Extracted items:
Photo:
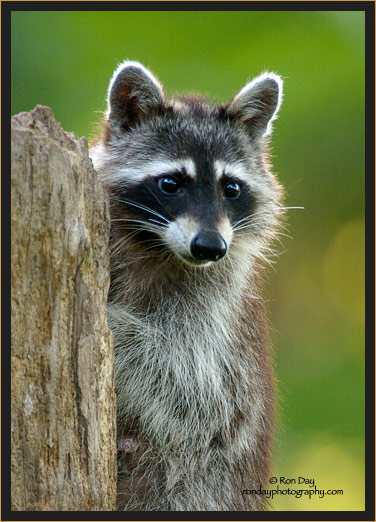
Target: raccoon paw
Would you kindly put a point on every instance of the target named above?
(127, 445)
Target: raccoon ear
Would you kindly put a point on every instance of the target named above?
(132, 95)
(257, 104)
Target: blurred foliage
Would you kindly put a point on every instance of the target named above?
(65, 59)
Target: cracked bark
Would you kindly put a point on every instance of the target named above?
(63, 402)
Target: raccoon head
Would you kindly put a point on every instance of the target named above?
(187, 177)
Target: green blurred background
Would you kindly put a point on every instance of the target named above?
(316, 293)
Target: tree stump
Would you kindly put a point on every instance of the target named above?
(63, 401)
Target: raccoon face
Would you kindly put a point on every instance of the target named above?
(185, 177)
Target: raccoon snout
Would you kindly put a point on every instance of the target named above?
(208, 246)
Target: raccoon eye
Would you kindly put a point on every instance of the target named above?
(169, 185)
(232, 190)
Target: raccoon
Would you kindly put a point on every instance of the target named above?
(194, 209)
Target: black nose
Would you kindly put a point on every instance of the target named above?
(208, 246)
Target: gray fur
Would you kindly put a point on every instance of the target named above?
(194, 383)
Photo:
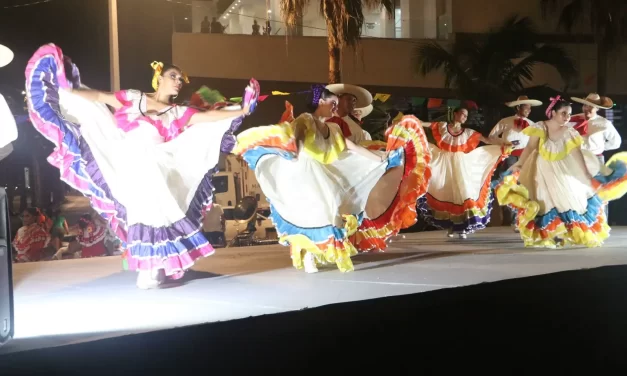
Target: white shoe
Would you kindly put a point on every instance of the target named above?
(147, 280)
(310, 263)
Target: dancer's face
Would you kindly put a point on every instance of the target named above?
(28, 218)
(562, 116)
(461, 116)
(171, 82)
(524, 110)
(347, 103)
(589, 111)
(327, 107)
* * *
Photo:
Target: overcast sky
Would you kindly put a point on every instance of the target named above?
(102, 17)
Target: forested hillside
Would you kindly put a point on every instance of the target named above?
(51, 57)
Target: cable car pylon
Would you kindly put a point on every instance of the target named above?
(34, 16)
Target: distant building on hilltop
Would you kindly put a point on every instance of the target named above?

• [Exercise]
Which lines in the items above contain the string "face" with the same capitalization? Report each of those lines in full.

• [Problem solution]
Target: raccoon face
Target: dancer's face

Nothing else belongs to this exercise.